Material for the task:
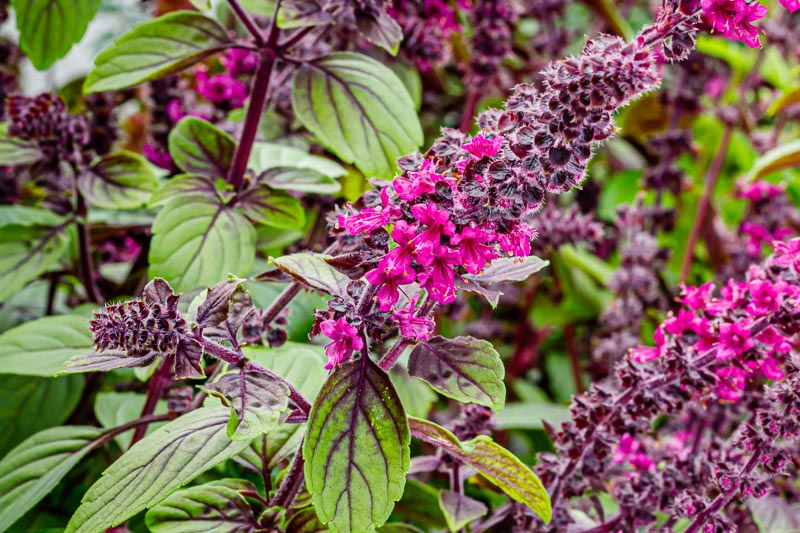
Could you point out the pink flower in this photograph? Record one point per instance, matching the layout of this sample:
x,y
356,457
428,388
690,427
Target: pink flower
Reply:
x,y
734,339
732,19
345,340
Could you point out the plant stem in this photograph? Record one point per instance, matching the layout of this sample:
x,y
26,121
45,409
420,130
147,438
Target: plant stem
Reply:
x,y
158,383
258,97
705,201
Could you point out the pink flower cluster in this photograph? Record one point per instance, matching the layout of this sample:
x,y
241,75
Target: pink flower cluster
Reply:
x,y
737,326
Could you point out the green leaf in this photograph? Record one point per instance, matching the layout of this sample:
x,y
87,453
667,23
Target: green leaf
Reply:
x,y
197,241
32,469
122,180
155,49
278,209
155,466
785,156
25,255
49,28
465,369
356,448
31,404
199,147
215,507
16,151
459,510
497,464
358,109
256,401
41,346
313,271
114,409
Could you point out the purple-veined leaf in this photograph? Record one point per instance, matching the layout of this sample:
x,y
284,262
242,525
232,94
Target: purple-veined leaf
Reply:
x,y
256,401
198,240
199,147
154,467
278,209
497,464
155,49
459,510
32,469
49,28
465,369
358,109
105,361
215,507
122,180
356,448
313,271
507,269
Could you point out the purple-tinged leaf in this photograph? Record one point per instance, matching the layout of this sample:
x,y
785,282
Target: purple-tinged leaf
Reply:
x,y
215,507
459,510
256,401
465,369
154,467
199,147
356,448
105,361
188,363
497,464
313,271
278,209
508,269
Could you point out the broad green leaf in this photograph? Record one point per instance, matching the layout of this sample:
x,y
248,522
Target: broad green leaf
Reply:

Task brief: Nothing but the lines from the one with "Could you point out the purple-veined" through the end of the data above should be repeated, each exactly as it stands.

Expected output:
Could you point out the purple-veined leaf in this photograph? Record one point per instance, matching the layout of this sample:
x,y
284,262
242,525
232,94
Target: purple-veined leaf
Reply:
x,y
256,401
198,240
199,147
154,467
278,209
497,464
155,49
459,510
32,469
49,28
465,369
358,109
105,361
215,507
122,180
356,448
313,271
507,269
Could you point out the purple-tinged leaf in this photograph? Record one point per instance, matching the layout of this sample:
x,y
785,282
Target: purple-tinged leaf
Reply:
x,y
215,507
459,510
256,401
465,369
154,467
199,147
356,448
105,361
188,363
497,464
313,271
278,209
508,269
Could you point out the broad green leaf in this photograph? Record one point per instance, matching the layout of this sample:
x,y
248,522
Target: broad green leaf
Reply:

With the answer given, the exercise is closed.